►

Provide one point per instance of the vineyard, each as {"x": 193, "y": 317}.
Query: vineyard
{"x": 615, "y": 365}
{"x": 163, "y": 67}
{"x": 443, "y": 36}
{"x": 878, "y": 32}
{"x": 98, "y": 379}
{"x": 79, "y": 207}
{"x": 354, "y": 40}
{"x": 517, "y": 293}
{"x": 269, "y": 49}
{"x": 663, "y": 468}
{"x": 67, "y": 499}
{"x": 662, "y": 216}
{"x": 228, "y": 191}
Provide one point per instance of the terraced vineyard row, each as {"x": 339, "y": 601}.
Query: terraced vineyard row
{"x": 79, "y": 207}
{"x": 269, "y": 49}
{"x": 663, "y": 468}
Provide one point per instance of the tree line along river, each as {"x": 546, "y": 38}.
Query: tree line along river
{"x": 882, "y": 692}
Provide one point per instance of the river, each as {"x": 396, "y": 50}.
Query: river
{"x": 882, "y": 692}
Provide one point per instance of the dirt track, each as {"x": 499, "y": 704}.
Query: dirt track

◄

EXERCISE OBJECTIVE -> The output is every entry, printed exactly as it reads.

TASK SOLUTION ->
Provide one point per instance of the vineyard, each as {"x": 193, "y": 317}.
Query: vineyard
{"x": 615, "y": 365}
{"x": 163, "y": 67}
{"x": 443, "y": 36}
{"x": 878, "y": 32}
{"x": 98, "y": 379}
{"x": 79, "y": 207}
{"x": 354, "y": 40}
{"x": 517, "y": 293}
{"x": 269, "y": 49}
{"x": 663, "y": 468}
{"x": 67, "y": 499}
{"x": 662, "y": 216}
{"x": 228, "y": 191}
Provide one point per instance of the terraced vineyard row, each as {"x": 339, "y": 601}.
Query: terraced vineyard row
{"x": 79, "y": 207}
{"x": 269, "y": 49}
{"x": 663, "y": 468}
Provide one point per instance of the tree line along river, each as {"x": 546, "y": 38}.
Query: tree line along river
{"x": 882, "y": 692}
Provide one point per instance of the river, each as {"x": 396, "y": 50}.
Query: river
{"x": 882, "y": 692}
Provide one point per instance of the dirt track, each as {"x": 499, "y": 704}.
Query: dirt track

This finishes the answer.